### WORK TO BE COMPLETED:
Transcribe the full listing exactly, and drop every picture.

### DATASET CONTENT:
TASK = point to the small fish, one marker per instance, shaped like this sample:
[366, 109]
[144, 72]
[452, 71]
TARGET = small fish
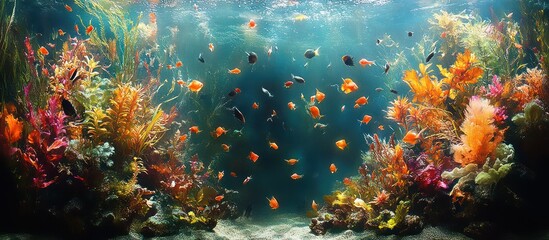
[348, 60]
[273, 145]
[225, 147]
[291, 106]
[292, 161]
[235, 71]
[68, 108]
[238, 115]
[387, 67]
[315, 112]
[252, 24]
[320, 96]
[366, 119]
[341, 144]
[266, 92]
[253, 157]
[195, 86]
[364, 62]
[288, 84]
[246, 180]
[194, 129]
[298, 79]
[89, 29]
[273, 203]
[43, 51]
[295, 176]
[431, 55]
[333, 168]
[310, 53]
[252, 57]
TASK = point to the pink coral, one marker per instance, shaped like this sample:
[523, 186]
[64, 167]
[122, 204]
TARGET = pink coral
[480, 136]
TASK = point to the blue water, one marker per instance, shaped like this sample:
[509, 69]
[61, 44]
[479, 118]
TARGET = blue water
[338, 28]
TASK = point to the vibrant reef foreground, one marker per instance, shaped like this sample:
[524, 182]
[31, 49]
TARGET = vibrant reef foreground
[90, 146]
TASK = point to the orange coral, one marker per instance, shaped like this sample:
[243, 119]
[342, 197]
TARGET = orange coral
[462, 73]
[480, 136]
[427, 89]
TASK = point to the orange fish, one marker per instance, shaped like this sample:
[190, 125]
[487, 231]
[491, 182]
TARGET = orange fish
[320, 96]
[183, 137]
[234, 71]
[218, 132]
[195, 86]
[89, 29]
[273, 145]
[194, 129]
[348, 86]
[333, 168]
[347, 181]
[252, 156]
[412, 137]
[341, 144]
[252, 24]
[219, 198]
[363, 62]
[291, 106]
[225, 147]
[273, 203]
[295, 176]
[366, 119]
[315, 112]
[292, 161]
[362, 101]
[43, 51]
[152, 18]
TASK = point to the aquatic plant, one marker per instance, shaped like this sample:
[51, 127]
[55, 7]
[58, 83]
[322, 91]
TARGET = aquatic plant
[480, 136]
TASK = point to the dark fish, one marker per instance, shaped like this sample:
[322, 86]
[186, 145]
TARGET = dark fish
[310, 53]
[431, 55]
[298, 79]
[238, 115]
[348, 60]
[252, 58]
[68, 108]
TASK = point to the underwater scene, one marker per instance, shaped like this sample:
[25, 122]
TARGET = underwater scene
[282, 119]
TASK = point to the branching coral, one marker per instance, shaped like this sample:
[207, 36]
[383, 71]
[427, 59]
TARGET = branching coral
[480, 136]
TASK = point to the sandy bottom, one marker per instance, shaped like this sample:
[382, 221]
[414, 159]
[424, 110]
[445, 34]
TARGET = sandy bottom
[296, 227]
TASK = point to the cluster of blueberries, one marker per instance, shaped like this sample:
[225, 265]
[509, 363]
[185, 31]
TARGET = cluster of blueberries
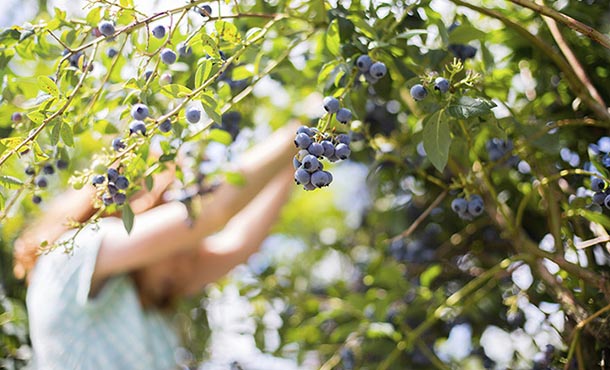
[115, 183]
[467, 209]
[371, 70]
[313, 145]
[419, 92]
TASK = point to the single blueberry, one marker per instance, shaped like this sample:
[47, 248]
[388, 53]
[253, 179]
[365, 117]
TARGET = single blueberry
[139, 112]
[331, 104]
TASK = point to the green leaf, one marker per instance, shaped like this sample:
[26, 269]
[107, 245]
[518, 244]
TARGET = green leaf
[67, 136]
[203, 72]
[467, 107]
[128, 217]
[437, 140]
[220, 136]
[211, 108]
[10, 182]
[227, 31]
[333, 40]
[48, 86]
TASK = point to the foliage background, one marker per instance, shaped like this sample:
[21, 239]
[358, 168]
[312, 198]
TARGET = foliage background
[524, 286]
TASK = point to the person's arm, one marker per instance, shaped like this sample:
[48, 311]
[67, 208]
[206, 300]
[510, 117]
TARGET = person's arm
[242, 236]
[165, 230]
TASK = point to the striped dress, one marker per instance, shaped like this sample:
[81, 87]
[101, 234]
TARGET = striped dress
[70, 330]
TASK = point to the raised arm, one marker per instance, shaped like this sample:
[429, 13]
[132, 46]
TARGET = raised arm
[242, 236]
[164, 230]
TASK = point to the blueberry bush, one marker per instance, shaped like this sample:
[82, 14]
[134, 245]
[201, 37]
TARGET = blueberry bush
[478, 236]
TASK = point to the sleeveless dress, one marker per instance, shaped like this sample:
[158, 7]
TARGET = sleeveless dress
[71, 330]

### EXERCISE ANSWER:
TASK = point to the small fish, one marker per instance, shaped like this sample:
[366, 109]
[144, 72]
[452, 71]
TARGET = small fish
[348, 60]
[273, 145]
[225, 147]
[291, 106]
[292, 161]
[235, 71]
[68, 108]
[238, 115]
[387, 67]
[315, 112]
[252, 24]
[320, 96]
[366, 119]
[341, 144]
[266, 92]
[253, 157]
[195, 86]
[364, 62]
[288, 84]
[246, 180]
[194, 129]
[298, 79]
[89, 29]
[273, 203]
[43, 51]
[295, 176]
[431, 55]
[333, 168]
[310, 53]
[252, 57]
TASK = point to the pink coral, one marker per instance, shaped like this sample:
[523, 186]
[64, 167]
[122, 204]
TARGET = pink coral
[480, 136]
TASK = point to the blue water, one marker per instance, shaped like this sample:
[509, 69]
[61, 44]
[479, 118]
TARGET = blue water
[338, 28]
TASK = point to the vibrant reef foreground, one marker per instance, shaped like this sample:
[524, 182]
[31, 49]
TARGET = vibrant reef foreground
[90, 146]
TASK = point to the orange coral, one marker per instance, shaped like this sample:
[243, 119]
[342, 197]
TARGET = orange coral
[462, 73]
[480, 136]
[427, 89]
TASK = point to the orange fish, one marker per instance, shaped like this sample:
[190, 125]
[487, 231]
[491, 182]
TARGET = orange fish
[320, 96]
[183, 137]
[234, 71]
[218, 132]
[195, 86]
[89, 29]
[273, 145]
[194, 129]
[348, 86]
[333, 168]
[347, 181]
[252, 156]
[412, 137]
[341, 144]
[252, 24]
[219, 198]
[363, 62]
[291, 106]
[225, 147]
[273, 203]
[295, 176]
[366, 119]
[315, 112]
[292, 161]
[362, 101]
[43, 51]
[152, 18]
TASK = point to the aquatic plant, one marker per instance, shaped like this sample:
[51, 127]
[55, 7]
[58, 83]
[322, 91]
TARGET = aquatic plant
[480, 136]
TASK = point to the dark fish, one marker per instance, shaped like this sample:
[322, 86]
[186, 145]
TARGET = dark fish
[310, 53]
[431, 55]
[298, 79]
[238, 115]
[348, 60]
[252, 58]
[68, 108]
TASK = point to the underwater scene, one marker per instance, shaped like this sample:
[25, 122]
TARGET = underwater scene
[282, 119]
TASK = point to the branching coral, one marker per instance, shaped like this sample:
[207, 36]
[383, 71]
[427, 59]
TARGET = branching coral
[480, 136]
TASK = point to the sandy bottom, one marker per instance, shaped like this sample:
[382, 221]
[414, 159]
[424, 110]
[445, 34]
TARGET = sandy bottom
[296, 227]
TASK = point to the cluster of blueberries, one marker per instance, shaped like this sample:
[225, 265]
[509, 363]
[185, 31]
TARGET = cluster of blueberries
[115, 183]
[467, 209]
[371, 70]
[313, 145]
[419, 92]
TASK = point to the single blueberry, one marker per instance, shaped like this sample:
[47, 248]
[388, 53]
[253, 179]
[365, 117]
TARGET = single blueberry
[139, 112]
[331, 104]
TASK = point to the green leaf, one marker per instance, shaped like this sample:
[26, 269]
[107, 245]
[518, 244]
TARGET = green leaf
[67, 136]
[203, 72]
[467, 107]
[128, 217]
[437, 140]
[220, 136]
[211, 108]
[10, 182]
[227, 31]
[333, 40]
[48, 86]
TASK = point to the foliage background, one marker per instance, shaped like this sample:
[21, 239]
[358, 168]
[312, 198]
TARGET = foliage background
[524, 286]
TASK = point to the person's arm, one marker per instance, shaped like this sample:
[48, 311]
[67, 208]
[206, 300]
[510, 117]
TARGET = person's arm
[242, 236]
[165, 230]
TASK = point to the striped dress, one marker per instance, shaped like this sample:
[81, 87]
[101, 234]
TARGET = striped dress
[70, 330]
TASK = point to the raised arm, one marker per instance, shaped like this sample:
[429, 13]
[132, 46]
TARGET = raised arm
[242, 236]
[164, 230]
TASK = point to the blueberry bush, one marker per instance, shaped like this sample:
[82, 14]
[134, 245]
[201, 37]
TARGET = blueberry bush
[478, 236]
TASK = point to the sleeveless dress, one marker per instance, shaped like this sample:
[158, 7]
TARGET = sleeveless dress
[71, 330]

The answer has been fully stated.